■ Work order: Restate the full listing precisely as written.

■ Information given:
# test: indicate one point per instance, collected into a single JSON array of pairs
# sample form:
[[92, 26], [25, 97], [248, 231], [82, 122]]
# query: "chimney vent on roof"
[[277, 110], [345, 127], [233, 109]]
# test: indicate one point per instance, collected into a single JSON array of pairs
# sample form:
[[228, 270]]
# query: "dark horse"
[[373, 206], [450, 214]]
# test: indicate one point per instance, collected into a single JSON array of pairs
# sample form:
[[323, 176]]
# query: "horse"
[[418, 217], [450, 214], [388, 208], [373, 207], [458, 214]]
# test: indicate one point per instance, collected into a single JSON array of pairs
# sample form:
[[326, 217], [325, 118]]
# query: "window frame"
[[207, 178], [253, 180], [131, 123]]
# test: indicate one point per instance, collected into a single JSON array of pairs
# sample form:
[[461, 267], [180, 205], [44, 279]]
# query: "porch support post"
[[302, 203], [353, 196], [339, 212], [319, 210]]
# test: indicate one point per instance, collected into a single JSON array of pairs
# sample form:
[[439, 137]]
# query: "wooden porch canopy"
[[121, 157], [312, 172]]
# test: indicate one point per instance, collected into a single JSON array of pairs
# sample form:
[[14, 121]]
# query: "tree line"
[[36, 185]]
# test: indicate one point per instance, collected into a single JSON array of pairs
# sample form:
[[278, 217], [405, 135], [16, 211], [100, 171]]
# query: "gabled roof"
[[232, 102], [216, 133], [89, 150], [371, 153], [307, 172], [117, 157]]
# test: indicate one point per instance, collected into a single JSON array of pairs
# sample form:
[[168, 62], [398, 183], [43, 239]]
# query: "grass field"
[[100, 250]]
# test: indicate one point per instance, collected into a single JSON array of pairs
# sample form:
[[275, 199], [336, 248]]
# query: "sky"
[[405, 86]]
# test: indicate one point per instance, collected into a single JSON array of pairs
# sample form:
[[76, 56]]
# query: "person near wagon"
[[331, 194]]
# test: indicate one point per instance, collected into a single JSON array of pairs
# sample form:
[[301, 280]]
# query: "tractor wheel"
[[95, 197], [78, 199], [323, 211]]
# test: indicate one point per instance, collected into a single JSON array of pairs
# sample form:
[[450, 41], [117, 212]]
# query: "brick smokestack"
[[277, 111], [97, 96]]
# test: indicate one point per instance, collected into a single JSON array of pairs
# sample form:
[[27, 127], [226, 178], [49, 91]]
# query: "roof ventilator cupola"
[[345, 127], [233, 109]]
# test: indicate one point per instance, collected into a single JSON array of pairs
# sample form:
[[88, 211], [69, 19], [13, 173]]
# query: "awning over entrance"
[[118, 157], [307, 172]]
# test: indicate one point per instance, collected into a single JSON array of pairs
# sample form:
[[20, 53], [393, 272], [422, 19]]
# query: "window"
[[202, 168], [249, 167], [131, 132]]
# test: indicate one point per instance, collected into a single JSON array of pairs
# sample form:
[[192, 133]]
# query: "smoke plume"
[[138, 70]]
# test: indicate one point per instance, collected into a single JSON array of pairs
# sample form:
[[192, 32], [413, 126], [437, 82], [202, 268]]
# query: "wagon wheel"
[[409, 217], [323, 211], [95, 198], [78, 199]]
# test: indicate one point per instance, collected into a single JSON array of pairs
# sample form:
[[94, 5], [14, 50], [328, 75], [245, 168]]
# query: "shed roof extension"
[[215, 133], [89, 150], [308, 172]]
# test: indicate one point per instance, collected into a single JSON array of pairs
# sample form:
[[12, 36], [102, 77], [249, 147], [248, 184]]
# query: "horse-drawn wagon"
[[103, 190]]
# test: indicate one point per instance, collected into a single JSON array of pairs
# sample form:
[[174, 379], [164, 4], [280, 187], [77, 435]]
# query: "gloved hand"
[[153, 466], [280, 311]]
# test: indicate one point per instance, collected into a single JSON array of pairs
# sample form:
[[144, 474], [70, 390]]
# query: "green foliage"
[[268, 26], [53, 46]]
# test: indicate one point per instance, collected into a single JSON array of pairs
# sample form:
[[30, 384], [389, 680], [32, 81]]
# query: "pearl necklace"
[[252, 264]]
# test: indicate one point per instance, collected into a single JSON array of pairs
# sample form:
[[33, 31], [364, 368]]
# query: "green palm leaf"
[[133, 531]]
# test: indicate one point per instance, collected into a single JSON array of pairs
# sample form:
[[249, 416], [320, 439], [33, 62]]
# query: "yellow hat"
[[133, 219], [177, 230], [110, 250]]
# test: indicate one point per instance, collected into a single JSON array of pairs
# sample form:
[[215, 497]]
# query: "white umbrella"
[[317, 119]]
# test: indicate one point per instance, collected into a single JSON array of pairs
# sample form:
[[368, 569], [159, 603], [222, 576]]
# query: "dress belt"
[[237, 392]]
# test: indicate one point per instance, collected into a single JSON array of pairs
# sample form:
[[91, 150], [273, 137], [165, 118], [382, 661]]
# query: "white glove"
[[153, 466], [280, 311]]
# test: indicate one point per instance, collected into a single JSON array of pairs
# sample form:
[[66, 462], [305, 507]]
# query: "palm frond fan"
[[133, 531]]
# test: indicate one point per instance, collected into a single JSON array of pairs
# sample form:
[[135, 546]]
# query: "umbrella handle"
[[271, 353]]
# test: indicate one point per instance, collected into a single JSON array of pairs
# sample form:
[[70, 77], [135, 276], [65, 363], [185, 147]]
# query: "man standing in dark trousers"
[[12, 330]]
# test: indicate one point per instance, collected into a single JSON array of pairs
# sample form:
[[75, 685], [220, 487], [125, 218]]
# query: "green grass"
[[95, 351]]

■ Task solution:
# test: indicate one point per instance, collected into a single JSON array of pairs
# sample form:
[[92, 26], [25, 97], [248, 231], [82, 122]]
# query: "chimney vent on roof"
[[277, 110], [345, 127], [233, 109]]
# test: indicate one point per instance, collected into a single JSON array of pairs
# sample form:
[[228, 270]]
# query: "dark horse"
[[373, 206], [450, 214]]
# test: indicate one point per instance, collected into a single JSON array of pairs
# sample form:
[[323, 176]]
# query: "horse"
[[418, 217], [450, 214], [388, 208], [373, 207], [458, 214]]
# test: indicate one point per instance, collected into a single JSON array of pairs
# sample form:
[[326, 217], [325, 118]]
# query: "window frame"
[[207, 178], [253, 180], [131, 123]]
# test: indicate one point per instance, collected into a single JSON array of pairs
# sample form:
[[461, 267], [180, 205], [44, 279]]
# query: "porch support post"
[[302, 203], [353, 196], [339, 212], [319, 210]]
# test: indicate one point per instance, collected into a single JSON array of pairs
# sample form:
[[439, 137]]
# query: "wooden porch canopy"
[[121, 157], [312, 172]]
# test: indicate one point per instance, collected into a single JSON array of pairs
# sample form:
[[14, 121]]
# query: "tree line"
[[36, 185]]
# test: indicate one point per instance, collected into a single JSON array of pairs
# sample form:
[[278, 217], [405, 135], [16, 211], [100, 171]]
# query: "gabled roof"
[[232, 102], [216, 133], [89, 150], [371, 153], [307, 172], [117, 157]]
# test: indicate one point per instance, collected into a single JSON array of pairs
# sample form:
[[168, 62], [398, 183], [43, 239]]
# query: "grass field"
[[100, 250]]
# test: indicate one point per instance, collected into a single JSON array of pairs
# sample form:
[[275, 199], [336, 248]]
# query: "sky"
[[405, 86]]
# test: indicate one point per instance, collected into a single JSON array of pairs
# sample form:
[[76, 56]]
# query: "person near wagon"
[[331, 194]]
# test: indicate one point per instance, collected into a single JSON array of pairs
# sample form:
[[301, 280]]
# query: "tractor wheel"
[[95, 197], [78, 199], [323, 211]]
# test: indicate one point per instance, collected into a single JSON array of pairs
# sample form:
[[450, 41], [117, 212]]
# query: "brick smokestack"
[[277, 111], [97, 96]]
# test: indicate one point per instance, collected into a single JSON array of pairs
# sample form:
[[27, 127], [226, 178], [49, 91]]
# query: "roof ventilator cupola"
[[345, 127], [233, 109]]
# test: indicate one point per instance, collected into a single JSON array of pairs
# sample form:
[[88, 211], [69, 19], [13, 173]]
# query: "awning over entrance"
[[118, 157], [307, 172]]
# test: indicate one point per instance, collected into a single JSON array of pairs
# sample form:
[[20, 53], [393, 272], [422, 19]]
# query: "window"
[[202, 168], [249, 167], [131, 132]]
# test: indicate one point per instance, collected into a single JSON array of pairs
# sample form:
[[192, 133]]
# query: "smoke plume"
[[138, 70]]
# test: indicate one point per instance, collected into a single JSON array of pairs
# sample form:
[[192, 32], [413, 126], [437, 82], [202, 268]]
# query: "wagon wheel"
[[409, 217], [323, 211], [95, 198], [78, 199]]
# test: indicate one point per instance, collected into a single JSON array of pairs
# sample form:
[[94, 5], [14, 50], [328, 75], [245, 168]]
# query: "shed roof extension"
[[215, 133], [89, 150], [308, 172]]
# test: indicate one point per instance, collected into a single JSON array of pairs
# sample form:
[[12, 36], [102, 77], [249, 147], [248, 184]]
# query: "horse-drawn wagon"
[[103, 190]]
# test: indicate one point per instance, collected into a single JSON array of pairs
# sample form:
[[174, 379], [164, 4], [280, 187], [77, 435]]
# query: "gloved hand"
[[153, 466], [280, 311]]
# test: indicate one point per instance, collected into a single JSON array of pairs
# sample form:
[[144, 474], [70, 390]]
# query: "green foliage"
[[268, 26], [53, 46]]
# test: indicate one point per instance, collected into a single JSON array of pairs
# sample form:
[[30, 384], [389, 680], [32, 81]]
# query: "pearl necklace"
[[252, 264]]
# test: indicate one point per instance, collected into a single JSON array of pairs
# sample form:
[[33, 31], [364, 368]]
# query: "green palm leaf"
[[133, 531]]
# test: indicate one point per instance, collected into a single JSON array of pairs
# sample form:
[[249, 416], [320, 439], [33, 62]]
# query: "yellow hat"
[[133, 219], [177, 230], [110, 250]]
# test: indicate one point per instance, collected into a single JSON array of pairs
# sample form:
[[215, 497]]
# query: "white umbrella"
[[317, 119]]
# test: indicate one point per instance, collected into a single JSON array of pairs
# sample form:
[[368, 569], [159, 603], [222, 576]]
# query: "dress belt"
[[237, 392]]
# test: indicate one point per instance, collected into a single JSON array of pairs
# sample form:
[[91, 150], [273, 137], [165, 118], [382, 661]]
# query: "white glove"
[[153, 466], [280, 311]]
# test: indicate one point per instance, collected into a single JSON array of pairs
# sample form:
[[66, 462], [305, 507]]
# query: "palm frond fan"
[[133, 531]]
# test: indicate one point per instance, collected into a single JSON array of pairs
# sample form:
[[135, 546]]
# query: "umbrella handle"
[[271, 353]]
# test: indicate one point per instance, collected into a single JSON array of pairs
# sample form:
[[70, 77], [135, 276], [65, 363], [185, 147]]
# query: "man standing in dark trousers"
[[12, 330]]
# test: indicate one point per instance, collected into a single JSON array of pairs
# sample form:
[[75, 685], [220, 487], [125, 218]]
# query: "green grass"
[[95, 351]]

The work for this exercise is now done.